==== Document
- Born: 11 December 1928 Port Talbot, Glamorgan, Wales
- Died: 11 January 1982 (aged 53) Pimlico, London, England
- Occupation: Actor
- Years active: 1953–1978
- Spouse(s): Norah Gorsen Elizabeth Marlow (1967)

= Ronald Lewis (actor) =

Welsh actor (1928–1982)

Ronald Glasfryn Lewis (11 December 1928 – 7 January 1982) was a Welsh actor, best known for his appearances in British films of the 1950s and 1960s. According to one magazine, "Lewis never really became a star. However, he almost became one – indeed, he played the lead roles in several key films, some quite famous, before his life and career took a disastrous turn."

==Early life and career==
Lewis was born in Port Talbot, Glamorgan, the son of an accountant. He moved with his family to London when he was seven. During the war he was evacuated back to south Wales, where he attended Bridgend Grammar School. There he played Bassanio in the school production of The Merchant of Venice. He decided to become an actor after seeing George Bernard Shaw's Saint Joan at the Prince of Wales Theatre in Cardiff.

Lewis attended the Royal Academy of Dramatic Art and at the end of the first year was given a scholarship for the most promising student.

===Early roles===
Lewis's first professional role was in Oscar Wilde's An Ideal Husband (1950) in repertory at Worthing. He was in The Square Ring at Hammersmith. He worked at Regents Park Open Air Theatre appearing in Christopher Fry's Boy with a Cart in July 1952. He was also in a play The Bad Samaritan that played in 1953.

Lewis had an uncredited bit part in Valley of Song, set in Wales. He was credited for the film version of The Square Ring (1953), for Ealing; The Beachcomber (1954), as a native islander; The Face of Love (1954) for the BBC; and Fantastic Summer (1955) for TV. He had a larger part in Helen of Troy (1955) as Aeneas and provided some romantic interest in The Prisoner (1955), with Alec Guinness.
========
• [Objective 1]: Translate this sentence from the article on Ronald Lewis into Spanish: "Lewis was born in Port Talbot, Glamorgan, the son of an accountant."
The entries that follow the article on Ronald Lewis are unrelated to it.
==== Records provided
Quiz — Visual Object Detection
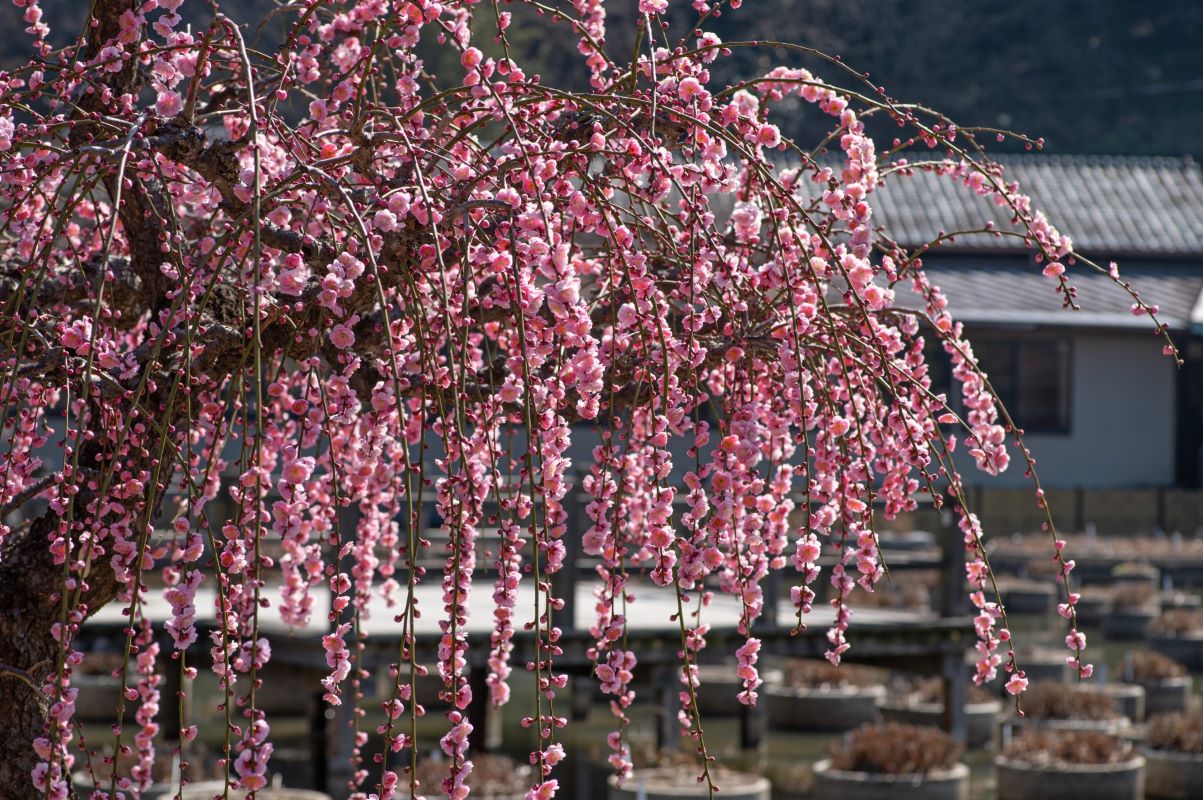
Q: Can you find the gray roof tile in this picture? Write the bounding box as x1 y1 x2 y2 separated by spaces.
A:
873 154 1203 259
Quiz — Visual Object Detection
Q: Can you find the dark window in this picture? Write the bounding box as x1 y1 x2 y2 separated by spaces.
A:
973 339 1071 433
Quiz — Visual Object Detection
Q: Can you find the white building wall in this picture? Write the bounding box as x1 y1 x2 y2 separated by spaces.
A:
960 331 1177 488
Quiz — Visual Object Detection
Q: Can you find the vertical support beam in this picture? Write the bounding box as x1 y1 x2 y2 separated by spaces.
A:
468 664 502 753
740 694 768 752
941 653 970 745
940 508 968 743
652 664 681 749
938 508 968 617
551 469 589 633
568 675 597 722
309 692 330 792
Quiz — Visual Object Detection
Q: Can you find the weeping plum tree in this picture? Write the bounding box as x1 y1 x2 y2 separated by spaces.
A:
0 0 1175 800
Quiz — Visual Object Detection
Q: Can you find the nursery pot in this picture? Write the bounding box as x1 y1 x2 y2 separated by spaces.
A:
814 759 970 800
606 766 772 800
1149 633 1203 670
877 700 1002 747
765 686 885 730
1003 717 1132 736
1136 675 1191 717
178 781 331 800
71 675 130 722
71 772 175 800
1103 609 1161 641
1102 683 1146 722
697 664 784 717
1144 749 1203 800
994 755 1145 800
998 581 1056 614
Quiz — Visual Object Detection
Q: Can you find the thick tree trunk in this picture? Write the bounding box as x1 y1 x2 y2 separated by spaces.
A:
0 514 117 800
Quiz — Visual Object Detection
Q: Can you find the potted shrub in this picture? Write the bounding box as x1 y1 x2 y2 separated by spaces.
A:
966 646 1075 699
994 730 1145 800
1066 586 1115 626
814 722 970 800
411 753 531 800
178 781 331 800
611 751 772 800
1009 683 1130 734
1124 650 1191 717
997 577 1056 614
1103 582 1161 641
71 652 128 723
878 677 1002 747
1112 561 1161 589
761 660 885 730
71 745 222 800
1149 609 1203 669
697 664 784 717
1144 711 1203 798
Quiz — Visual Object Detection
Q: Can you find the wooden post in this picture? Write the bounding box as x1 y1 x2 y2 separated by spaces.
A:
468 664 502 753
652 664 681 749
940 509 968 743
551 470 589 633
309 692 330 792
740 693 768 752
568 675 598 722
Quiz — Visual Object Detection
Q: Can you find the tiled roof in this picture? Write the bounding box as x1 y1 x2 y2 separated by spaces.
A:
897 254 1203 331
873 154 1203 259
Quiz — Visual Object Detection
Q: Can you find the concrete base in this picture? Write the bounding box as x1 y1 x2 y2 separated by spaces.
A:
994 755 1145 800
814 759 970 800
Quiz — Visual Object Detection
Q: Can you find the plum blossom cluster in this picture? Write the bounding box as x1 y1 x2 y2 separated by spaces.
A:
========
• [Objective 2]: Filter the entries above down to every line that contains the string "spaces". Match uppercase and lowercase letters exactly.

• [Correct response 1]: Lewis nació en Port Talbot, Glamorgan, hijo de un contable.

• [Correct response 2]:
Q: Can you find the gray roof tile in this picture? Write the bounding box as x1 y1 x2 y2 separated by spaces.
Q: Can you find the dark window in this picture? Write the bounding box as x1 y1 x2 y2 separated by spaces.
Q: Can you find the white building wall in this picture? Write the bounding box as x1 y1 x2 y2 separated by spaces.
Q: Can you find the vertical support beam in this picture? Write the bounding box as x1 y1 x2 y2 separated by spaces.
Q: Can you find the weeping plum tree in this picture? Write the bounding box as x1 y1 x2 y2 separated by spaces.
Q: Can you find the nursery pot in this picture? Write the bounding box as x1 y1 x2 y2 separated by spaces.
Q: Can you find the thick tree trunk in this picture? Write the bounding box as x1 y1 x2 y2 separated by spaces.
Q: Can you find the potted shrub in this picture? Write the bounding box as x1 y1 x2 y2 separated by spaces.
Q: Can you find the wooden post in this picture? Write the bounding box as x1 y1 x2 y2 separated by spaces.
Q: Can you find the tiled roof in this picture? Write the bounding box as x1 y1 x2 y2 separated by spaces.
Q: Can you find the concrete base in this picture? Write the bounding box as x1 y1 x2 y2 separated by spaces.
Q: Can you find the plum blossom cluster in this picture? Write the bounding box as x1 y1 x2 y2 separated by spaces.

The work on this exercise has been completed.